The problem |
Answer these three questions using the article below on public health dangers in 1900, numbering your answers to match.
1. In what hospital and year is the television show The Knick set?
2. What was the second leading cause of death in the United States in 1900?
3. How many people died in car crashes in 1900?

*** Opening Document text ***

The new television show The Knick, which debuts on Friday, takes viewers way back in time to New York City’s Knickerbocker Hospital in 1900, a time when electricity was a new invention and people were more likely to die from the flu than cancer. At the center of the show, the hospital’s doctors handle pressing medical issues in a time severely lacking modern technology—and while we’re not sure what nasty afflictions the show’s characters will face, we took a look back at the scariest public health issues in 1900:
Pneumonia or Flu
Today, people get their flu shots so they don’t have to suffer through a week at home of aches, chills and nausea. In 1900, flu pandemics had the potential to take the lives of millions. The 1918 flu pandemic, for example, killed 50 million people around the world. But even without a pandemic, the flu and related ailments were the number one cause of death in the United States. More than 200 people for every 100,000 in the United States died of the disease. Suggested precautions were rudimentary, and largely ineffective. Despite their popularity, products like Vicks VapoRub did little to fight the bugs.
Tuberculosis
Getting tuberculosis in 1900 was a death sentence—and a drawn-out one at that. Suffers of the infectious disease that typically attacks the lungs had an average of three years to live. But those years would be filled with coughing and chest pains. Killing 194 people per 100,000, it was the second leading cause of death in the United States in 1900.
Child birth
Giving birth in 1900 was a scary thing. According to some historical accounts, most well-trained doctors, all of whom were men, didn’t want to practice obstetrics, leaving the worst doctors to deal with child birth. Most women delivered their babies at home with midwives or general practitioners who didn’t know the ins and outs of child birth. Blood hemorrhage and severe bacterial infections led to most of the deaths—some 800 for every 100,000 live births.
Infant mortality
If you made it through child birth in 1900, there was still a good chance your child wouldn’t make it through his or her first year. More than 150 out of every 1,000 children under the age of 1 died each year in the United States. In some cities, up to 30 percent of infants didn’t make it through their first year. The high mortality rate was closely connected with broader public health issues. Young kids were especially vulnerable to unsafe drinking water, contaminated food and poor nutrition.
Automobiles
Cars were still a rarity at the turn of the century, but where they did exist, they were something to avoid. Drivers lacked training, and cars shared the road with horses, trolleys, and pedestrians in a way almost unimaginable today. In 1900, 36 people died in car crashes, which doesn’t sound like much, but when you consider there were only a few thousand cars on the road across the country, it adds up.

*** Closing Document text ***
*** Opening Source material ***

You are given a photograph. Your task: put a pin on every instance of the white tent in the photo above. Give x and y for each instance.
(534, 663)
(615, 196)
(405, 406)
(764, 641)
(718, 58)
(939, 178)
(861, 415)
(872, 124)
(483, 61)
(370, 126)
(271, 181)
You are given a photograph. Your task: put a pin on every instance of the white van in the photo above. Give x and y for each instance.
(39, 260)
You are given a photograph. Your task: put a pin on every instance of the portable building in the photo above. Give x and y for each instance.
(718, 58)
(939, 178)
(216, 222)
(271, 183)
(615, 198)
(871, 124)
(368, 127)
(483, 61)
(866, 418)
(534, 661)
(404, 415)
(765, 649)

*** Closing Source material ***

Finished exercise |
1. New York City's Knickerbocker Hospital in 1900
2. Tuberculosis
3. 36